Easiest way to remove empty rows and attributes?
Hi,
What would be the easiest way to remove empty columns / rows in a dataset?
My data is imported from source data that I can't easily modify before load so I prefer to deal with it within rapidminer.
What I'm looking at is a simple way to remove both Col1 and Row 1 in below example, but in reality I can have more than a few empty rows and columns in much more heavy tables. I've tried to use the filter missing / no missing attributes but it basically removes everything as soon as it finds a missing value so not exactly what I need.
Col1 | Col2 | Col3 | |
1 | ? | ? | ? |
2 | ? | ? | Some data |
3 | ? | ? | Some data |
4 | ? | ? | Some data |
5 | ? | Some data | ? |
For now I have a fairly heavy workflow where I first create an id, then multiply my data and have one set where I replace all missing values with a 0, everything else with 1 and then use aggregates to sum and remove every row where sum = 0. Next I loop through all my attributes, do something similar and remove all columns where the aggregated sum is 0 again.
It does the trick but seems a bit overkill, so I'm wondering if I'm missing some easy way to deal with this.
Best Answer
-
tftemme Employee-RapidMiner, RapidMiner Certified Analyst, RapidMiner Certified Expert, RMResearcher, Member Posts: 164 RM Research
Answers
Hallo Kayman,
Could Select Attributes be a solution?
Maerkli
Hi Maerkly.
I don't thinks so, the behaviour of the 'no_missing_values' seems to be that as soon as one value is missing you (rightfully) get a hit, so in this case also Col2 and Col3 would be impacted since they have at least one missing value.
I'd need kind of the opposite, as soon as there is a value it's ok, otherwise skip. Or something like 'if all values are missing' skip, otherwise keep.
I am back, Kayman. It is just a suggestion: have a look at RM Studio/Repository/Training Resources/ETL-Advanced/Aggregations/Hotel App Aggregations & Pivoting Solution. With Pivot, you get another perspective on your data and you can apply another treatment like Replace Missing Values. Keep us posted.
Maerkli
I think you may be making this more complicated than necessary. There are two simple ETL operators that can solve these issues. Remove Useless Attributes will do the trick for you to get rid of attributes (columns) that are all missing (either nominal or numerical), and Filter Examples has a pre-defined condition in the dropdown for "no missing attributes" that should get rid of all your blank examples (rows).
Lindon Ventures
Data Science Consulting from Certified RapidMiner Experts
Not really, as the missing attributes operator just looks if there is at least one missing value, where I need to have the option to see if ALL values are missing. I don't care for the occasional missing value, just if my whole example or column is missing.
So if I use the missing attributes operator and loop it through my collection, only the sets without any single missing attribute are returned, which is what the operator promised but not what I wanted to see...

SUPPLIED ENTRIES -
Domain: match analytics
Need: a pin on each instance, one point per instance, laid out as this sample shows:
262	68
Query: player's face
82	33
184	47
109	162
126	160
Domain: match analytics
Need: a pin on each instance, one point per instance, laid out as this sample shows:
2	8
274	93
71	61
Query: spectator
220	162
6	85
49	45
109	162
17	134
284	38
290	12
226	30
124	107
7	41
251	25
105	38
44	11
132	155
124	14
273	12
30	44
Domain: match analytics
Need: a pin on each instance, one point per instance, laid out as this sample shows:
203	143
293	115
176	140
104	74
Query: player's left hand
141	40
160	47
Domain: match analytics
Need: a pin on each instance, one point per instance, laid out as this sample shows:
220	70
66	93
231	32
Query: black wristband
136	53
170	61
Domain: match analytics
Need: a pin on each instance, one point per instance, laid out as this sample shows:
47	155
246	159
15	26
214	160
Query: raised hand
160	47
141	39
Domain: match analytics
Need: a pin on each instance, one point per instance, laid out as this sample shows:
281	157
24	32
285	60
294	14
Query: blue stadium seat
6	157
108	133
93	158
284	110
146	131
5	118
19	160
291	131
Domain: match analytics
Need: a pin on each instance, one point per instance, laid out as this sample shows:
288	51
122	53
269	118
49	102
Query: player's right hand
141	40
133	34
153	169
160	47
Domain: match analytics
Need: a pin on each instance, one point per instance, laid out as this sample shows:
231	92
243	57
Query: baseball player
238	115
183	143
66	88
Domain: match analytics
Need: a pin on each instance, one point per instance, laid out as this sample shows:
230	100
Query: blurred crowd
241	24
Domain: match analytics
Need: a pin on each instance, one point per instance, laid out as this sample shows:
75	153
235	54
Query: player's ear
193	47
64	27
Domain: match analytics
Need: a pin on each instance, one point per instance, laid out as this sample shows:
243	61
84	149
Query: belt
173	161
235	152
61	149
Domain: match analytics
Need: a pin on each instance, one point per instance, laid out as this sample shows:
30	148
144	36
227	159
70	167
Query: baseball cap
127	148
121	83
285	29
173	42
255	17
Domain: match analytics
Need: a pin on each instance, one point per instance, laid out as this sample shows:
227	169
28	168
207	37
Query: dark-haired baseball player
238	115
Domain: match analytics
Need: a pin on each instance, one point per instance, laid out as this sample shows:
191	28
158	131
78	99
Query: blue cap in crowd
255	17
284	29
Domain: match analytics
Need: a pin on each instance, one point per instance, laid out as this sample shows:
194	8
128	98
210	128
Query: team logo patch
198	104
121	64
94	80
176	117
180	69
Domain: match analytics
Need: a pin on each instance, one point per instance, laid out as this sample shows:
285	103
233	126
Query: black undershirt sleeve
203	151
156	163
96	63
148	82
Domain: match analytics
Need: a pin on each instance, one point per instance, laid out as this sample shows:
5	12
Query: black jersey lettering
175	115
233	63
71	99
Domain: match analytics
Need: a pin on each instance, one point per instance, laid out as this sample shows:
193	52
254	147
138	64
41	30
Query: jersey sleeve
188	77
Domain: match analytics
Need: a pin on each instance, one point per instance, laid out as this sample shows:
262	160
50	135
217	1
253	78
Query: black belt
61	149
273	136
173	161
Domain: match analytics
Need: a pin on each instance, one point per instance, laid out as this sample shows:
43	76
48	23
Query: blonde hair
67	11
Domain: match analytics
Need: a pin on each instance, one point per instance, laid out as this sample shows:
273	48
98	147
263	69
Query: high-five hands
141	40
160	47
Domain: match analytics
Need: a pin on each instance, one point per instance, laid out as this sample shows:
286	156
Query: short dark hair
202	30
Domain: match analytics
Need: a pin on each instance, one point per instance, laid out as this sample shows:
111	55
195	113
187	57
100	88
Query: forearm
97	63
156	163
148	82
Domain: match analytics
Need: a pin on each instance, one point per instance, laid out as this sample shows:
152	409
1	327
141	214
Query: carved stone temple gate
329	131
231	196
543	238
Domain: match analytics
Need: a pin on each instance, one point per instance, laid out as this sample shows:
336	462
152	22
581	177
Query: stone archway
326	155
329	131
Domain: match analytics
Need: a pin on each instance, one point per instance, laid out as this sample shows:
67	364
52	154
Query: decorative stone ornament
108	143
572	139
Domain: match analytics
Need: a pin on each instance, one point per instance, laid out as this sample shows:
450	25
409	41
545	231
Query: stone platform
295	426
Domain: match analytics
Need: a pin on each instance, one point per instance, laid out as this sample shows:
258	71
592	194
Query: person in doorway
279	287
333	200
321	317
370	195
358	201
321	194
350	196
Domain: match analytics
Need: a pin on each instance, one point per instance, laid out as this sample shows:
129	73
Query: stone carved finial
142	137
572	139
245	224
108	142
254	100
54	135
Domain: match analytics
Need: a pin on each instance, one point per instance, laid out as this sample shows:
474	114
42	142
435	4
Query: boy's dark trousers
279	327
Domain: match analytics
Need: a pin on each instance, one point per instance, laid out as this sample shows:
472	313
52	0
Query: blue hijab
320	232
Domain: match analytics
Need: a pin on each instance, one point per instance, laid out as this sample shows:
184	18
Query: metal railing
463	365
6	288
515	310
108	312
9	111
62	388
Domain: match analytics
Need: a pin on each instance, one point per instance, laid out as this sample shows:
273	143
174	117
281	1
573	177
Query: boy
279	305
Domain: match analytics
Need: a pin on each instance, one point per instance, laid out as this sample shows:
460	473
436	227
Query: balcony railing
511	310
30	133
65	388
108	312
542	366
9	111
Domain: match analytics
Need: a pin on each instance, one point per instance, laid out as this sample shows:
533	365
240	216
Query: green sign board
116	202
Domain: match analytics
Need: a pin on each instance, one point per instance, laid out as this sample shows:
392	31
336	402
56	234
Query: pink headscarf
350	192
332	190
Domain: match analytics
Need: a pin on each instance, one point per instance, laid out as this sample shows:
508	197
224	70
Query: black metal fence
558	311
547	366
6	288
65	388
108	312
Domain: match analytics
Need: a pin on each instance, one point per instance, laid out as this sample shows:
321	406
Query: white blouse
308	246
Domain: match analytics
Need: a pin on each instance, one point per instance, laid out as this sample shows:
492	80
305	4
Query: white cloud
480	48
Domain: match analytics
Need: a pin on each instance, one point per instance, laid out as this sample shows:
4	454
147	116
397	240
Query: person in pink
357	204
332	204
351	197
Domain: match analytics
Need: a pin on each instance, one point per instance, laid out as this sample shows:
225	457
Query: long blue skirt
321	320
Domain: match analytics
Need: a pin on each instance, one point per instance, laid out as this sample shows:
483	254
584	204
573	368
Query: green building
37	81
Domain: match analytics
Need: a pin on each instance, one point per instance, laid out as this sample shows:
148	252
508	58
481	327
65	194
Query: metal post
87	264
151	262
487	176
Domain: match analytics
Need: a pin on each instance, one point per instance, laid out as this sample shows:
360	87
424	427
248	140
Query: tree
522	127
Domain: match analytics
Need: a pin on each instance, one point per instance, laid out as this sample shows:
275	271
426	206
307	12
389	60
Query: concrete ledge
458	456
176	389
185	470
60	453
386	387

WHAT THIS EXERCISE ASKS -
1) Can you rewrite the paragraph in the forum thread beginning "For now I have a fairly heavy workflow" as a list of steps, keeping its main facts?
2) What does the forum thread state in answer to each of these? Give one answer per line, marked like the questions.
(a) What had the original poster tried that removed everything as soon as it found a missing value?
(b) Which operator did Maerkli first suggest?
(c) According to the reply that mentions two simple ETL operators, which operator gets rid of attributes that are all missing?

ANSWERS FOR THIS EXERCISE -
1)
- Create an id.
- Multiply the data.
- In one set, replace all missing values with 0 and everything else with 1.
- Use aggregates to sum, and remove every row where the sum is 0.
- Loop through all attributes, do something similar, and remove all columns where the aggregated sum is 0.

2)
(a) The filter missing / no missing attributes.
(b) Select Attributes.
(c) Remove Useless Attributes.